┌─ 本文
2011年1月24日月曜日

◆スポーツナビ・トピックス&コラム 元川悦子


出典URL:http://sportsnavi.yahoo.co.jp/soccer/japan/2011/text/201101230003-spnavi.html

新世代の10番・香川真司、ライバル対決で真価が問われる (1/2)

2011年1月24日(月)
■偉大な先人たちの後継者として
グループリーグは不完全燃焼に終わったが、カタール戦で待望の初ゴール。プレッシャーからも解き放たれた【Getty Images】

「10番は日本代表でも特別な番号。自分らしさを出して、新しい10番になれればいい。やっぱり点を取るのが一番だと思う」

 昨年末の大阪合宿。ラモス瑠偉、名波浩、中村俊輔という偉大な先人たちが背負ってきたエースナンバー10を引き継いだ香川真司は神妙な面持ちで語った。

 この出来事だけでも注目を集めるのに、彼には今季ドイツでのずぬけた実績もある。昨年夏に移籍したドルトムントでは、すでに今季公式戦通算12ゴールをマーク。ブンデスリーガ前半戦MVPにも選出された。短期間で一気に欧州で名をはせた香川がカタールでどんな大仕事をやってのけるのか。かつて名波や中村俊輔がアジアカップMVPに選ばれ、優勝の原動力となったように、香川も日本をリードしてくれるのか。周囲の期待は日に日に高まっていった。

 ところが、彼にとってアジアの戦いは、想像以上に難しいものだった。

 初戦のヨルダン戦では、相手の引いた守りに苦しんだ。思うようにゴール前へ侵入できず、周囲との連係もいまいち。本田圭佑らとの距離も遠かった。唯一の決定機だった前半40分のGKとの1対1も外してしまう。後半はドルトムントと同じトップ下に移動。慣れた位置で本来の鋭さを少しは取り戻したものの、ゴールはこじ開けられず。いきなりアジアの洗礼を浴びた香川は「こういう大会はワンチャンスを決めなきゃいけないと痛感した」と自戒を込めて話した。
└─
┌─ 資料
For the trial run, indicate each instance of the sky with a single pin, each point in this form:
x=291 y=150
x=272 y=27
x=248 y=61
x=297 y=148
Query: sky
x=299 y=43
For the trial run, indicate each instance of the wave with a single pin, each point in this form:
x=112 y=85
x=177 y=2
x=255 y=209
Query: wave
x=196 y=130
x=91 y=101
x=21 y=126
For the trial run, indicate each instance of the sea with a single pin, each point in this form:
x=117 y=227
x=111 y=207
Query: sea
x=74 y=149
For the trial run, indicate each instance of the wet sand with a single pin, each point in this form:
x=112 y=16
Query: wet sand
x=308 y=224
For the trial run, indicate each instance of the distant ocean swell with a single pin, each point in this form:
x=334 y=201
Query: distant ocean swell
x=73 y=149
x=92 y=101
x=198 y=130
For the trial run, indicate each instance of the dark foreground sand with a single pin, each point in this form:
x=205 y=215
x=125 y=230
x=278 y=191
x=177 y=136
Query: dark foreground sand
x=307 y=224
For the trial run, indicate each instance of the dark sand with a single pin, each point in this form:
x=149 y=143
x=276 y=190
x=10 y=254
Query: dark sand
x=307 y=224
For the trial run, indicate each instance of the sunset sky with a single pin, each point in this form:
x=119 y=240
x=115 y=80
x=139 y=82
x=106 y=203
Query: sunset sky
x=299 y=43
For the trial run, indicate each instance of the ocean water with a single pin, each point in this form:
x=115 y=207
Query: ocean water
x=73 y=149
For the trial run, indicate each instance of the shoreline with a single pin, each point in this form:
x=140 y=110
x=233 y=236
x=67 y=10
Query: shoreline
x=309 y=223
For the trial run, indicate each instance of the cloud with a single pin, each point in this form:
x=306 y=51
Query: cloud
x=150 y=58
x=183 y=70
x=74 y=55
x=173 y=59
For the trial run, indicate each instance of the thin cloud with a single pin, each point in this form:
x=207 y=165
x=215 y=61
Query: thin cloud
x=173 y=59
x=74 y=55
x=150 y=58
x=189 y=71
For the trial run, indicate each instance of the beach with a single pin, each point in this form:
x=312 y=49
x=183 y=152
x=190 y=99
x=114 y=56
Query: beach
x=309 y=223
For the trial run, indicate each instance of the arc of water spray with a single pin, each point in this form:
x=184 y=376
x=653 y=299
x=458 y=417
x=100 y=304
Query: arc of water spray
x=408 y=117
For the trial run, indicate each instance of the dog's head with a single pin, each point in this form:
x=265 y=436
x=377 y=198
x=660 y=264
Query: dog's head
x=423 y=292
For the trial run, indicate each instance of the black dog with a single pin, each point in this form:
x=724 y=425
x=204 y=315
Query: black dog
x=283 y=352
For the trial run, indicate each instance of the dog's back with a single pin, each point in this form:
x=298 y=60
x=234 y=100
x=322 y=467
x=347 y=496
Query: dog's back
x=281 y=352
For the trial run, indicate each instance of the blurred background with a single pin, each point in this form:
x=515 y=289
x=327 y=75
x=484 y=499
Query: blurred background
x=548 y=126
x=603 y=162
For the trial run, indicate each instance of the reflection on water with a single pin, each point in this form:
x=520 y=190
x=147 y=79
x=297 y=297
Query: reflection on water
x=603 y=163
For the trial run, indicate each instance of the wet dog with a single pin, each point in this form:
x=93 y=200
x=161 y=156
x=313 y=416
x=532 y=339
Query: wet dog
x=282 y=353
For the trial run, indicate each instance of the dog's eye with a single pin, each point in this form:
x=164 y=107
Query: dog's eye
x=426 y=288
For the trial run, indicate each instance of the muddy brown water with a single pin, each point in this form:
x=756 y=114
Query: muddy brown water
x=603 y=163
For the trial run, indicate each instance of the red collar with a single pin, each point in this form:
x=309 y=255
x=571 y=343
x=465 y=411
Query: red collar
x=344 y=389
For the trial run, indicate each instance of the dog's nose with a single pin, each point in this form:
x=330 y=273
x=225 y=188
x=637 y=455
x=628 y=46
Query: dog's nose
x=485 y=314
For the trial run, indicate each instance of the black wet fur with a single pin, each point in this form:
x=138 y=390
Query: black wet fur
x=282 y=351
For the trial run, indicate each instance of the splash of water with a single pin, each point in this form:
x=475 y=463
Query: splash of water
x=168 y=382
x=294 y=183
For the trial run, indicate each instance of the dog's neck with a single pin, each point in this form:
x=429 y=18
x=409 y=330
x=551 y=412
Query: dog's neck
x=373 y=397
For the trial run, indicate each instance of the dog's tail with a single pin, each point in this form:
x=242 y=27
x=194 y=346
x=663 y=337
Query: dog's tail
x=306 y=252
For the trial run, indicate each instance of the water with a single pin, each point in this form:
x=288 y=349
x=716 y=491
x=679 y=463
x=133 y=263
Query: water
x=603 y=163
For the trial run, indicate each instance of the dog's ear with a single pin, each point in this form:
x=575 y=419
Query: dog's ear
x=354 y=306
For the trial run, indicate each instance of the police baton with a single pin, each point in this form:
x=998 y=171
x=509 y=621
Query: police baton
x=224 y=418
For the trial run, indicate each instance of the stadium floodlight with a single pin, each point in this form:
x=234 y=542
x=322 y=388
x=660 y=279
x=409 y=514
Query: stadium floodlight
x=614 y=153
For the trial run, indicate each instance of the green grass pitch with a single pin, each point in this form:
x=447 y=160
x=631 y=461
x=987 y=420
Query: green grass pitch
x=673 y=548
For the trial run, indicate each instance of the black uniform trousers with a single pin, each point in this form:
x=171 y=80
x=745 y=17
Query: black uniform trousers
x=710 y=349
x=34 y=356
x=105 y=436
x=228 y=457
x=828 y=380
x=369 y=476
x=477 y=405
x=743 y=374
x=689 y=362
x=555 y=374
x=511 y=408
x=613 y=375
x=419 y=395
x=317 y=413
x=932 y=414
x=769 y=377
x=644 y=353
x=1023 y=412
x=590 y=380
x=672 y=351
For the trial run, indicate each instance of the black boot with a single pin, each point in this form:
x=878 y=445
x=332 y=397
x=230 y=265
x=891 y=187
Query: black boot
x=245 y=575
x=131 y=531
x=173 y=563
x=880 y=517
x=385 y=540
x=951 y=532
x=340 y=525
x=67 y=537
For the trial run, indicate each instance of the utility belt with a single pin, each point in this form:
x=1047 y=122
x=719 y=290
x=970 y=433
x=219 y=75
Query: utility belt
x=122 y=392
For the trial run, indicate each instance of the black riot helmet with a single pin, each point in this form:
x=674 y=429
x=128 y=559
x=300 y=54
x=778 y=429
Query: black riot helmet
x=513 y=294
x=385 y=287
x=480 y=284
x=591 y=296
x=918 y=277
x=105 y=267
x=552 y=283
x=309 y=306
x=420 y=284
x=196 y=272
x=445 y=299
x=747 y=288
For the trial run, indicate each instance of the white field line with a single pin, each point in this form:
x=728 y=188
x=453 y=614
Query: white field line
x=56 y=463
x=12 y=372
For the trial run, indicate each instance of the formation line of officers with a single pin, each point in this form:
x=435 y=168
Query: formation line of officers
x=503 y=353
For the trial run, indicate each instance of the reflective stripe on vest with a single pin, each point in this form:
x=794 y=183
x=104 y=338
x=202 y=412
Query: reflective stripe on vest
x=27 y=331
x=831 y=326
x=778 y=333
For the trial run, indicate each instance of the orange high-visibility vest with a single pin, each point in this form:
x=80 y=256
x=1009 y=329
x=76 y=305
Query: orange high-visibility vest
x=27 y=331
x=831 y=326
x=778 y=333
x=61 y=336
└─
_課題_: 本文の「この出来事だけでも」で始まる段落を、主な事実を残して箇条書きにまとめよ。 資料はここでは使わない。

_解答_:
- 香川真司には今季ドイツでのずぬけた実績がある。
- 昨年夏に移籍したドルトムントで、今季公式戦通算12ゴールを記録した。
- ブンデスリーガ前半戦MVPに選ばれた。
- 短期間で欧州で名をはせた香川がカタールで何を成し遂げるのかに注目が集まった。
- かつて名波や中村俊輔がアジアカップMVPとなり優勝の原動力となったように、香川も日本をリードするのかと、周囲の期待は日に日に高まった。